YOUR INSTRUCTIONS:
Everything from the line that contains "of the brown" through the final line of the records should be written out exactly, and nothing outside that span.

** DATA LISTING follows **

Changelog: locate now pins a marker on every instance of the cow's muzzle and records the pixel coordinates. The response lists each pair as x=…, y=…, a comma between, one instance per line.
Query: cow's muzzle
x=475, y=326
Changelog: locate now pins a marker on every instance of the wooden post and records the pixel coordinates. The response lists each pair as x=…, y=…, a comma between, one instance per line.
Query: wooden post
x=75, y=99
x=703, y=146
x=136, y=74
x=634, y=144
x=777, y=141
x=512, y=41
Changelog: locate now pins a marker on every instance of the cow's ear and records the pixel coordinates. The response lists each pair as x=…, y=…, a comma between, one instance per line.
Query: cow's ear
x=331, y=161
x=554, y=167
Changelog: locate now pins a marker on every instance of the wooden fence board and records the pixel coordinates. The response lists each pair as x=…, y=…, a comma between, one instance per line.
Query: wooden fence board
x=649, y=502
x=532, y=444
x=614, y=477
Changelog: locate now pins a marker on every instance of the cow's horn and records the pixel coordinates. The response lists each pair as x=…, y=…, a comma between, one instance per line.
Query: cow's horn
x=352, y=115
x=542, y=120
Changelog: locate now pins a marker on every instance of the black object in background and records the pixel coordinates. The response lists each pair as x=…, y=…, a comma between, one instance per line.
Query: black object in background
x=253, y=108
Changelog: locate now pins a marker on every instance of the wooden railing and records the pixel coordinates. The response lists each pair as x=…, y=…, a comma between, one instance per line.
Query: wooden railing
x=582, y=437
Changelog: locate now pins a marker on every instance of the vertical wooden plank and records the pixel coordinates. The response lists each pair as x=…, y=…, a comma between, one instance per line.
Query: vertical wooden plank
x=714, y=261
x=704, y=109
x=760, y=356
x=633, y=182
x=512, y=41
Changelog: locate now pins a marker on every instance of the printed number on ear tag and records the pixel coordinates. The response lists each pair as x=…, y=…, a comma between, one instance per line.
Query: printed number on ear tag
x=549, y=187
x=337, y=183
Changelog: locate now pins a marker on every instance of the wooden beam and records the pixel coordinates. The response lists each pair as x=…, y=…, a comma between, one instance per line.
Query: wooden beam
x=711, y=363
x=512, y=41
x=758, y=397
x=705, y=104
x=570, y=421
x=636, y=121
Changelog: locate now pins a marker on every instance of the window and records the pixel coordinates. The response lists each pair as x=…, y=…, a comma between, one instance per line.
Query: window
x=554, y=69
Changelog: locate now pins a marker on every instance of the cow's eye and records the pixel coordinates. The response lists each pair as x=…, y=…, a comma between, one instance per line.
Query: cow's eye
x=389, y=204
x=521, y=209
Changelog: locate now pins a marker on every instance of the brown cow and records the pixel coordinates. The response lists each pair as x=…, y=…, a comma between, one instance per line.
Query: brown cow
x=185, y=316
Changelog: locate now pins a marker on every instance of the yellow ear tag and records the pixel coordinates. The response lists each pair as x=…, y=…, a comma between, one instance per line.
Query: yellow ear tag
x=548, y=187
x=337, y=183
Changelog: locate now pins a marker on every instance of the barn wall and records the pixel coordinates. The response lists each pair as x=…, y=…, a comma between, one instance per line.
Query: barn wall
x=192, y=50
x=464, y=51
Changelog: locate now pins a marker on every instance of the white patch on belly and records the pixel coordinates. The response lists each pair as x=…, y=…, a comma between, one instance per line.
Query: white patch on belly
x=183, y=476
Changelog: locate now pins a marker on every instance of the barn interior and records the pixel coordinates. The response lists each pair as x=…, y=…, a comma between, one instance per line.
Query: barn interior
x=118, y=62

** End of DATA LISTING **

SOLUTION TO THIS TASK:
Changelog: locate now pins a marker on every instance of the brown cow and records the pixel coordinates. The response lists each pair as x=…, y=…, a comma between, one instance per line.
Query: brown cow
x=185, y=316
Changelog: locate now pins a marker on every instance of the yellow ear tag and records the pixel coordinates. The response lists each pair as x=…, y=…, a comma between, one instance per line.
Query: yellow ear tag
x=548, y=187
x=337, y=183
Changelog: locate now pins a marker on every instance of the barn wall and records the pixel coordinates. The response lists each pair as x=…, y=…, a comma between, one instance per line.
Query: barn wall
x=192, y=50
x=464, y=51
Changelog: locate now pins a marker on every instance of the white patch on belly and records the pixel coordinates. The response lists each pair as x=…, y=…, a comma between, one instance per line.
Query: white patch on belly
x=183, y=476
Changelog: locate now pins a marker on every instance of the barn interior and records the pixel coordinates. The response lists each pair as x=…, y=…, a comma between, one instance per line.
Query: barn interior
x=118, y=62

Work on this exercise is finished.